DOCUMENT TEXT —
>> begin

By Victoria Bartlett
BBC Hampshire & Isle of Wight
Jerry believes they had a 90% rate of success when code-cracking
Jerry Roberts, 88, was a senior code breaker and German linguist at Bletchley Park - the World War II National Codes and Cipher Centre.
He now lives in Hampshire and believes Britain would have lost the war without what was achieved at Bletchley.
As soon as war broke out in 1939, their code breakers began the important work.
To mark the anniversary, 70 enigma machines are being flown from all over the world to be reunited with the men and women who cracked their codes.
Due to the secret nature of the work many records about what they did were destroyed. Those like Jerry Roberts, from Liphook, are sharing their memories to help piece together an important piece of history.
Route into cryptography
Mr Roberts has described how he came to arrive at Bletchley: "I took my degree in French and German in 1941 and my professor put my name forward to Bletchley.
"I had a letter from the War Office inviting me - and you did not turn down those invitations.
"Shortly after my interview there I got sent a rail pass to go to Bedford to start at the school of cryptography.
"I was very excited about what was to come."
Mr Roberts went on to work in The Testery, which was a medium-sized country house in the grounds of Bletchley.
He was one of eight staff when he started there in July 1942. This number grew to 118 and they were distributed into shifts so that they were breaking codes 24 hours a day.
On 4 September 1939 the sharpest minds in Britain arrived at Bletchley
The German military used the Enigma cipher machine to scramble messages during World War II to keep their communications secret.
An electro-mechanical machine called The Bombe was used to decipher these messages - developed by mathematicians Alan Turing and Gordon Welchman.
The German machine called The Lorenz was an even more complex cipher machine than Enigma. It was used exclusively for the most urgent messages - and these were the ones Mr Roberts had to figure out.
"Enigma was very important because it was used by the German army, navy and air force," he said.
"But you can't compare it with The Lorenz - it is like comparing coal dust and gold dust.
"Our cipher system - which we called Tunny - was a very special beast.
"Hitler had ordered it especially for messages going from army headquarters in Berlin to top generals.
"Our task was to de-code around 50 different consecutive pieces of cipher text and get the clear text from them.

>> end

WORK TO BE COMPLETED —
In the article about Bletchley Park code breaker Jerry Roberts, how many staff worked in The Testery when he started there in July 1942?

COLLECTED DATA —
>> begin

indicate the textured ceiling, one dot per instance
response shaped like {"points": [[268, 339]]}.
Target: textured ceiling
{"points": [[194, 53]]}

>> end

FULL ANSWER —
Eight